Action item. Please report how many lines in the data underneath hold the word "pedestal", with no other text.

※

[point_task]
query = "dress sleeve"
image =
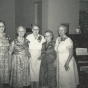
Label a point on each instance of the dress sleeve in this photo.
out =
(57, 43)
(43, 39)
(43, 49)
(11, 47)
(69, 44)
(51, 53)
(28, 38)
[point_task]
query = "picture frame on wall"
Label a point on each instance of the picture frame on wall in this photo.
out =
(67, 25)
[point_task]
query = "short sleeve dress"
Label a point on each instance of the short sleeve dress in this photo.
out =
(4, 57)
(20, 75)
(47, 76)
(35, 47)
(65, 79)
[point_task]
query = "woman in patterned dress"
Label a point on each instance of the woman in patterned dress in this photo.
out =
(67, 74)
(20, 71)
(47, 69)
(4, 58)
(35, 45)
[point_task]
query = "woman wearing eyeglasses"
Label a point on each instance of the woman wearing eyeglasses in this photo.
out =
(47, 69)
(67, 74)
(4, 58)
(35, 46)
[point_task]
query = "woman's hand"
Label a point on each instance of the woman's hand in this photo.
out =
(66, 67)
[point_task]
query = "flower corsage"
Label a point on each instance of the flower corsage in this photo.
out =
(39, 38)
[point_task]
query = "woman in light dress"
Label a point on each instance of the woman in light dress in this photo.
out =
(19, 60)
(35, 46)
(47, 77)
(67, 74)
(4, 56)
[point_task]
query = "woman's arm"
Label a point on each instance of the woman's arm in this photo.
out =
(70, 55)
(70, 49)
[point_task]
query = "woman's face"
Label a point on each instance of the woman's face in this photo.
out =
(21, 32)
(2, 27)
(62, 31)
(35, 30)
(48, 36)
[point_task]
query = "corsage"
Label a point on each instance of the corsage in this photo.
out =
(39, 38)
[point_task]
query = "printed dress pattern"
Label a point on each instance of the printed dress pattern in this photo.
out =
(20, 75)
(47, 68)
(65, 79)
(4, 49)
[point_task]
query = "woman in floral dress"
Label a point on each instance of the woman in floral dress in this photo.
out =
(4, 49)
(20, 71)
(47, 77)
(67, 74)
(35, 45)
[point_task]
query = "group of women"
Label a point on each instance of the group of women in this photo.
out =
(37, 60)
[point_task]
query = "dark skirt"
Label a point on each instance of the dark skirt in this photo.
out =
(47, 75)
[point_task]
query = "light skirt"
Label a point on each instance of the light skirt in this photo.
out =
(66, 79)
(35, 64)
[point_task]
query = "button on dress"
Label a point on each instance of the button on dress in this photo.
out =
(35, 47)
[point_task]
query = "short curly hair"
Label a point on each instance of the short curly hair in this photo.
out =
(64, 26)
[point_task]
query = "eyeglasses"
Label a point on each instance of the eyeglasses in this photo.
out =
(2, 26)
(35, 29)
(47, 35)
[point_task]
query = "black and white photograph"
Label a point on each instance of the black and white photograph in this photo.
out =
(43, 43)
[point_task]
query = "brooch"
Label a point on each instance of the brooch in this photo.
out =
(39, 38)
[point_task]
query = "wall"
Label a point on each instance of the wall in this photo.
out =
(25, 12)
(61, 11)
(7, 14)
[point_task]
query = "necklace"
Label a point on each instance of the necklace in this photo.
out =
(21, 40)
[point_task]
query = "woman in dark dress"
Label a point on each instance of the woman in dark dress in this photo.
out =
(20, 65)
(47, 77)
(4, 56)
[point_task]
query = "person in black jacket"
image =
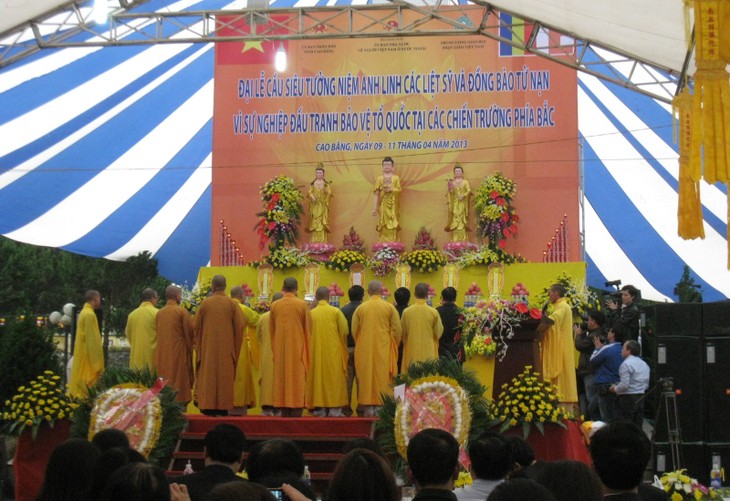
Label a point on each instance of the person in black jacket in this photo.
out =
(583, 341)
(449, 345)
(624, 320)
(224, 448)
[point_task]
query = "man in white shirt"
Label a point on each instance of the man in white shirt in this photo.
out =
(634, 380)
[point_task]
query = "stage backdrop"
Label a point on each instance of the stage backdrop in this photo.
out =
(426, 101)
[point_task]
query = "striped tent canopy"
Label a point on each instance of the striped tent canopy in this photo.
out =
(106, 151)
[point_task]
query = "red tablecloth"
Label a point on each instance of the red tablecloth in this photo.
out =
(557, 443)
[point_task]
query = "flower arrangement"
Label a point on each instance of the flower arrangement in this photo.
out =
(464, 479)
(529, 400)
(261, 306)
(578, 296)
(432, 402)
(278, 222)
(681, 486)
(384, 260)
(343, 259)
(424, 240)
(40, 401)
(153, 419)
(284, 257)
(486, 327)
(454, 250)
(191, 298)
(496, 218)
(386, 427)
(352, 241)
(394, 246)
(485, 255)
(425, 260)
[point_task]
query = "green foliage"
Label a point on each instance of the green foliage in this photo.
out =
(172, 412)
(41, 280)
(686, 289)
(25, 352)
(479, 406)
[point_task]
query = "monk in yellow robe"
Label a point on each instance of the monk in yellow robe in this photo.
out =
(244, 392)
(387, 190)
(266, 361)
(218, 336)
(319, 195)
(174, 354)
(290, 324)
(457, 198)
(141, 332)
(376, 328)
(327, 376)
(558, 351)
(88, 363)
(422, 329)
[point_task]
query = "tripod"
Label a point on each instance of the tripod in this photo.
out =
(667, 402)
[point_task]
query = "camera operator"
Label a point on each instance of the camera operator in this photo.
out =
(624, 320)
(584, 334)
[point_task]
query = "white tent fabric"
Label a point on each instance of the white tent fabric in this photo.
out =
(107, 152)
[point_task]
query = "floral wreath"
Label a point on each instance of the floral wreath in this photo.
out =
(133, 408)
(279, 220)
(496, 218)
(137, 402)
(432, 402)
(444, 369)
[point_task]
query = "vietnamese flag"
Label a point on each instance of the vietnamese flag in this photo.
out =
(251, 52)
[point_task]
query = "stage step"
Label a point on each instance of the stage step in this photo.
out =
(320, 439)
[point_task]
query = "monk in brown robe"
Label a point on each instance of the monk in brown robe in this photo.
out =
(174, 354)
(218, 335)
(290, 325)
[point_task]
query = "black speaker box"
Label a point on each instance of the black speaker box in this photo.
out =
(693, 458)
(680, 358)
(717, 389)
(678, 319)
(716, 319)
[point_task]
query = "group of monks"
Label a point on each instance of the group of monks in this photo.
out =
(304, 363)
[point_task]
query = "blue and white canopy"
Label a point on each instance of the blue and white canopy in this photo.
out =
(107, 152)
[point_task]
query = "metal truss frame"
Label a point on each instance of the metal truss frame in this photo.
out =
(72, 26)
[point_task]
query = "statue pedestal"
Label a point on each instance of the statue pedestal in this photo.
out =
(523, 349)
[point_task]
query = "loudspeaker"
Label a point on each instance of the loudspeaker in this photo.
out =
(678, 319)
(718, 454)
(716, 319)
(681, 359)
(717, 389)
(693, 459)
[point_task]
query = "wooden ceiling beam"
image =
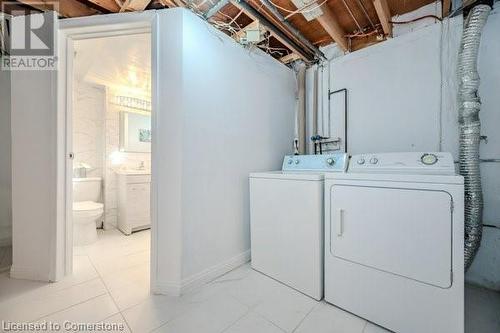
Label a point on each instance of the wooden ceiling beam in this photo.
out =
(67, 8)
(331, 25)
(446, 8)
(134, 5)
(384, 15)
(282, 38)
(110, 5)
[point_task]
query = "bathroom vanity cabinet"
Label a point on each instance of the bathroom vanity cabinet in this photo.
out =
(133, 202)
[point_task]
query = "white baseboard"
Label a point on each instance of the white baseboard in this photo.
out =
(199, 279)
(168, 288)
(24, 273)
(214, 272)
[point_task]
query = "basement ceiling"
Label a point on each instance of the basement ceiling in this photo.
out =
(288, 29)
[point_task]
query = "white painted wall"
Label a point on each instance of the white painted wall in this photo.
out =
(230, 111)
(5, 169)
(34, 173)
(402, 97)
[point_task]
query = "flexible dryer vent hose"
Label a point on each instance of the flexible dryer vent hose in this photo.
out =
(470, 128)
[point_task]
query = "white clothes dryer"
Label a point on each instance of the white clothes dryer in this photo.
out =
(394, 241)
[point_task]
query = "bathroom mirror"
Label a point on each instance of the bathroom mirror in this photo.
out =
(135, 132)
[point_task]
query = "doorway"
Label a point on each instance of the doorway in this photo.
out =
(108, 115)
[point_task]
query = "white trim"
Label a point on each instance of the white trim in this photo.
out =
(201, 278)
(5, 235)
(214, 272)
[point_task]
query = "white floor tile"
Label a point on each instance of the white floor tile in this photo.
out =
(325, 318)
(285, 307)
(212, 316)
(252, 289)
(372, 328)
(114, 265)
(153, 312)
(482, 310)
(92, 311)
(131, 294)
(253, 323)
(37, 306)
(117, 319)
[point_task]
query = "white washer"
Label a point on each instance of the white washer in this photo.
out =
(286, 220)
(394, 234)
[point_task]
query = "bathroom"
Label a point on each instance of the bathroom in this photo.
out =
(111, 140)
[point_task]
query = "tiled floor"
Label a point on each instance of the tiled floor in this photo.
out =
(111, 284)
(5, 258)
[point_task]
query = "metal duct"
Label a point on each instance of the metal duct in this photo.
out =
(470, 128)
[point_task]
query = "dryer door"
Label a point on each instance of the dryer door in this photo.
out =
(407, 232)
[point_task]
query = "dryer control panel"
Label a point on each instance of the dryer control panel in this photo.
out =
(426, 163)
(322, 163)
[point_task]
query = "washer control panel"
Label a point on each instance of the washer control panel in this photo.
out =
(434, 163)
(328, 162)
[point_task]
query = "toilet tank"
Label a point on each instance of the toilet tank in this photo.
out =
(87, 189)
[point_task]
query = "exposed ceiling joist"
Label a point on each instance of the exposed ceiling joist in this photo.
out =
(67, 8)
(110, 5)
(446, 8)
(134, 5)
(215, 8)
(384, 15)
(281, 37)
(331, 25)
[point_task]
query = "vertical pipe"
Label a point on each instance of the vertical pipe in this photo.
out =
(470, 128)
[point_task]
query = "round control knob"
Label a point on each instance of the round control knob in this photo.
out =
(429, 159)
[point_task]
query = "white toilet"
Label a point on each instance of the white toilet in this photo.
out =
(87, 210)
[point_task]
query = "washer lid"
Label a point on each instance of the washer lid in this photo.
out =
(87, 205)
(315, 176)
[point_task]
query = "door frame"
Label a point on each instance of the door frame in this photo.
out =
(70, 30)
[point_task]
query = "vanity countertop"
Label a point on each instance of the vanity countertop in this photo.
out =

※

Response to the task. 2